The language deficit causes learning problems that result in reduced academic achievement.
Communication difficulties often lead to social isolation and poor self-concept.
It may have an impact on vocational choices.
Children with hearing loss often cannot hear quiet speech sounds such as "s," "sh," "f," "t," and "k" and therefore do not include them in their speech. Thus, speech may be difficult to understand.
Children with hearing loss may not hear their own voices when they speak. They may speak too loudly or not loud enough. They may have a speaking pitch that is too high. They may sound like they are mumbling because of poor stress, poor inflection, or poor rate of speaking.
Children with severe to profound hearing losses often report feeling isolated, without friends, and unhappy in school, particularly when their socialization with other children with hearing loss is limited.
These social problems appear to be more frequent in children with a mild or moderate hearing losses than in those with a severe to profound loss.
III . Advice to help them
Adapting the school environment to support the learner with hearing loss. For example, if a teacher turns his back to the students while teaching, his voice will be directed toward the blackboard, causing a student with hearing loss to miss part of the lesson. Oral changes to homework assignments, an unfamiliar accent or a teacher who talks too rapidly can all hinder the learning progress of a student with hearing loss.
Schools are beginning to use induction loop systems or “hearing loops” more frequently. There is a growing movement, in fact, to make them standard in large public venues, such as performing arts centers and airports, where people need to hear broadcast sound. Hearing loops typically circle the periphery of a classroom or public space, and work on electromagnetic signals that connect with the teacher, speaker, or performer’s microphone and audio system. This enables state-of-the-art hearing aids and cochlear implants to pick up the sounds coming from the microphone without the unwanted background noise.

------

Task A. According to the passage on hearing loss in children, which quiet speech sounds do these children often fail to hear?
Task B. The passage on hearing loss in children says a teacher should not turn his back to the students while teaching. What reason does it give?
Task C. Carry on the passage on hearing loss in children from the point where it stops.

Provided material.

------

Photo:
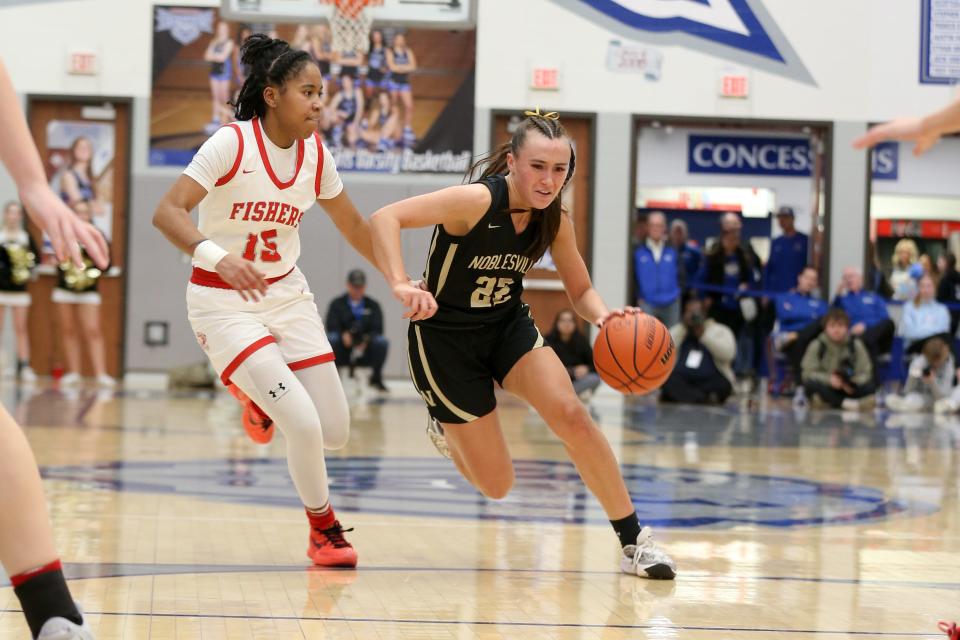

------

Your response A. They often cannot hear quiet speech sounds such as "s," "sh," "f," "t," and "k."

Your response B. When the teacher faces the blackboard, his voice is directed toward the board instead of the class. As a result, a student with hearing loss misses part of the lesson.

Your response C.
FM systems are wireless audio systems designed to help people hear speech better in noisy environments. Working as a standalone system—or in conjunction with your child’s hearing aids, cochlear implant, or other auditory management technology—FM systems help children with any degree of hearing loss. In fact, research shows that having FM systems in the classroom benefits all students, even those without hearing loss.
Remote microphone hearing assistance technology (HAT) delivers the speech signal from the microphone to other audio devices so your child can have easier access to what the teacher is saying. HAT devices can bring the speech and sound signals from the microphone to your child in a number of ways:
Directly to your child’s hearing aid, cochlear implant or other hearing device via a hearing loop;
Directly to your child’s hearing aid, cochlear implant or other hearing device via a wireless receiver that your child wears;
To a strategically positioned loudspeaker that benefits your child and others in the room;
To a single, personal loudspeaker close to your child.
IV . Conclusion
There isn’t a moment to waste. The earlier your child is tested, diagnosed and treated for any hearing loss, the greater their chances of realizing their full academic potential. Early intervention gives your child their best chance of being able to attend mainstream schools, develop their best speech and language skills and generally lead a happy and confident schooling life.
Remember: You are not alone. These professionals have gone through this many times before with parents just like you who want to do the very best for their children. The important step is setting up that initial meeting with the multidisciplinary team in order to put the best plan in place for your child.